[Source data]
[START]

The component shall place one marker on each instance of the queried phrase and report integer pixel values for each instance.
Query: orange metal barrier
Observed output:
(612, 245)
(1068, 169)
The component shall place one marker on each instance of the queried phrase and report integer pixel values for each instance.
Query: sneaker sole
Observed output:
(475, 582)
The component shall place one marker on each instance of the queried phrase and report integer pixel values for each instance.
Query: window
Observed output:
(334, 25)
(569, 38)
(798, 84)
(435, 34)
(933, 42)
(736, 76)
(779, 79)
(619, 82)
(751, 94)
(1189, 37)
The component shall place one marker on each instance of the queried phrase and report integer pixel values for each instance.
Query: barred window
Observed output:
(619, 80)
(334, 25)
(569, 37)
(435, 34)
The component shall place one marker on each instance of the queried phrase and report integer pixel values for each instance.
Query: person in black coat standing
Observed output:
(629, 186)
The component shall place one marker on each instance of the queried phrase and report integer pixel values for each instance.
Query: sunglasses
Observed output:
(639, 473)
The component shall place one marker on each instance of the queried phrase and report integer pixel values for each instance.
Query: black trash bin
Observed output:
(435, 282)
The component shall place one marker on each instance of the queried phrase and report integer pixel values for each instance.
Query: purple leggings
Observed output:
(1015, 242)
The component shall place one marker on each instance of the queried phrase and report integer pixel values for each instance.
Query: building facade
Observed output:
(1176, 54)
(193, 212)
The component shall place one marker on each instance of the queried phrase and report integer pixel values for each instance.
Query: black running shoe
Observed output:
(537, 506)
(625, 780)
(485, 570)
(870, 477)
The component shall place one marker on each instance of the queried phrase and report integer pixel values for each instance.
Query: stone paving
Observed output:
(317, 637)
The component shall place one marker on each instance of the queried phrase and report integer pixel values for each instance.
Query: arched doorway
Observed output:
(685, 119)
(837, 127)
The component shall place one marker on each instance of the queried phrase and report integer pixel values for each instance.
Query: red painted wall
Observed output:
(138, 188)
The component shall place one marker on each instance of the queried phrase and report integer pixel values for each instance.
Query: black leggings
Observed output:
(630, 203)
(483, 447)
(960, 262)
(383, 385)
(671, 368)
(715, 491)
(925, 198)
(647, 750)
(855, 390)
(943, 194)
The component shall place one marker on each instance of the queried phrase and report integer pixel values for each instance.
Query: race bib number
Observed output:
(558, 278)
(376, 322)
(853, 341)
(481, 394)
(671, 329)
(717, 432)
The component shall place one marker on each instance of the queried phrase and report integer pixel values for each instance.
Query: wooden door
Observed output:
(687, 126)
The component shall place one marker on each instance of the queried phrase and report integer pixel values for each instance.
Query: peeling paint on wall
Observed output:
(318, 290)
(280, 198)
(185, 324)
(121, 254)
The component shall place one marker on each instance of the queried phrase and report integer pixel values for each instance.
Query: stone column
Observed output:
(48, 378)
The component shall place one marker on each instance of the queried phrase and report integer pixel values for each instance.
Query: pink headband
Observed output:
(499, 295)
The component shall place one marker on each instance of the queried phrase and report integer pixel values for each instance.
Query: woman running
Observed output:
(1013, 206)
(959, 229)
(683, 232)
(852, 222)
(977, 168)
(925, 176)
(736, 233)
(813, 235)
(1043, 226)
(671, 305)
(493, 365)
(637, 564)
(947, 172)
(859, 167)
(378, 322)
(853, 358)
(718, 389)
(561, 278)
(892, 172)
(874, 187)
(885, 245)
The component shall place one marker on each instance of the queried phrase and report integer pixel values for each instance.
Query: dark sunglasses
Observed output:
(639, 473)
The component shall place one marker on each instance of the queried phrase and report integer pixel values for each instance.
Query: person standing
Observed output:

[END]

Identify every line in the records above that contains the word "running", matching case exactly, and copy each such line in full.

ANSWER TO THIS TASK –
Query: black running shoe
Query: woman running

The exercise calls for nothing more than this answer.